HOW TO COMPLETE THIS TASK:
Reproduce the stretch of the Daily Mail article on the Dr Kelly inquest memorial from "It was Falconer" through "or was cross-examined.", word for word.

13 December, 2010 — Daily Mail
The document, formally known as a memorial was written by group of campaigning doctors who have been trying to secure an inquest since 2004.
It lists the sequence of events which led up to Dr Kelly’s death and the legal reasons they believe an inquest ought to be held.
It was sent to Attorney General Dominic Grieve QC by the doctors’ lawyers, Leigh Day & Co., in September. Mr Grieve, who has read the document, is now considering whether to allow an application to the High Court for an inquest. The Mail has learnt that he has recently appointed a medical expert to assist him. His decision is expected shortly.
Dr Kelly, a world-renowned weapons inspector, is said to have killed himself after being named as the prime source of a BBC report accusing Tony Blair’s government of lying to take Britain into war.
His body was found in woods close to his home in Oxfordshire on July 18 2003. Uniquely, for an unexpected death such as his, no coroner’s inquest has ever been held.
The Hutton inquiry into his death found that he killed himself after slashing his wrist with a blunt knife and overdosing on painkillers.
On Monday the Mail revealed that no fingerprints were found on the blister packs of pills which Dr Kelly supposedly took. No fingerprints were recovered either from the knife or a bottle of water found by his side. He was not wearing gloves when his body was found, nor were there gloves anywhere near the body.
The memorial argues that Dr Kelly’s death was not sufficiently investigated and claims that there are a large number of irregularities surrounding it.
It names Lord Falconer, once Tony Blair’s flatmate and in June 2003 appointed Lord Chancellor, as the architect of the public inquiry into Dr Kelly’s death chaired by Lord Hutton.
It was Falconer who proposed the controversial decision to abandon a coroner’s inquest, where witnesses would be cross-examined under oath, and replace it with a non-statutory examination of the circumstances leading to Dr Kelly’s death. As a result no witness, including Tony Blair and his press secretary Alastair Campbell, swore an oath or was cross-examined.
Dr Nicholas Hunt, the Home Office forensic pathologist who carried out the autopsy on Dr Kelly, is also criticised in the memorial for having breached professional guidelines by giving a newspaper interview earlier this year in which he called Dr Kelly’s death a ‘textbook suicide’. His failure to properly carry out his duties at the scene where Dr Kelly’s body was found is outlined.
The memorial addresses – and answers – each of the six legal points necessary for a coroner’s inquest to be re-opened. Under section 13 of the Coroners Act 1988 only one of these points has to be satisfied for an inquest to take place.
The 10,000-word document was co-authored by doctors Stephen Frost, Martin Birnstingl, Christopher Burns-Cox, David Halpin and Andrew Rouse.
It also requests that if an inquest is held a new coroner should be appointed to oversee it, replacing Oxfordshire coroner Nicholas Gardiner.
Dr Michael Powers QC, who has been instructed to represent the doctors in their legal action, said: ‘The circumstances of this case are highly unusual. Evidential issues have been debated in public for want of an inquest.
‘The Attorney General’s department has had three months to consider the matter. The time has come for the doctors’ Memorial also to be put into the public domain.
‘It is vital that as many people as possible are aware of the process and the legal reason why there should be an inquest.’

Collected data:
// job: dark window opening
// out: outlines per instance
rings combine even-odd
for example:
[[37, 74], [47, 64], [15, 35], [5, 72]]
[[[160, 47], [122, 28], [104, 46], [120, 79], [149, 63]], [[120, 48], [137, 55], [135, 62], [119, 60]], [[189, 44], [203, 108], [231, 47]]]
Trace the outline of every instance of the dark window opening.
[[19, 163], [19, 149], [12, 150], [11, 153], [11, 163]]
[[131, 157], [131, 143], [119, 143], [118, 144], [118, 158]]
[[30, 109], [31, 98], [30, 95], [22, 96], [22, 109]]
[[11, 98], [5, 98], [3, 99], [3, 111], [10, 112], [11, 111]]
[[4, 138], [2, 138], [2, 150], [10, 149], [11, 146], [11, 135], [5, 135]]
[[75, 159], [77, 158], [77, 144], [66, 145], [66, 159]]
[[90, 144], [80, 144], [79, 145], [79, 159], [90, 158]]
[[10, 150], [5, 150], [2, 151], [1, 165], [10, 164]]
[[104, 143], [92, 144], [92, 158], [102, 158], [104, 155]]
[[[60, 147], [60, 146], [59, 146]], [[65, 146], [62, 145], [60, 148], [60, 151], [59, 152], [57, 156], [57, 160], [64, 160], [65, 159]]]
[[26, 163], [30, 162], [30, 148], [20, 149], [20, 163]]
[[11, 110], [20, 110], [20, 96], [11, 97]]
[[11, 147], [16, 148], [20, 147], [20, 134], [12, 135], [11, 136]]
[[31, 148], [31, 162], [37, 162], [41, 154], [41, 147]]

REPLY TO THE EXERCISE:
It was Falconer who proposed the controversial decision to abandon a coroner’s inquest, where witnesses would be cross-examined under oath, and replace it with a non-statutory examination of the circumstances leading to Dr Kelly’s death. As a result no witness, including Tony Blair and his press secretary Alastair Campbell, swore an oath or was cross-examined.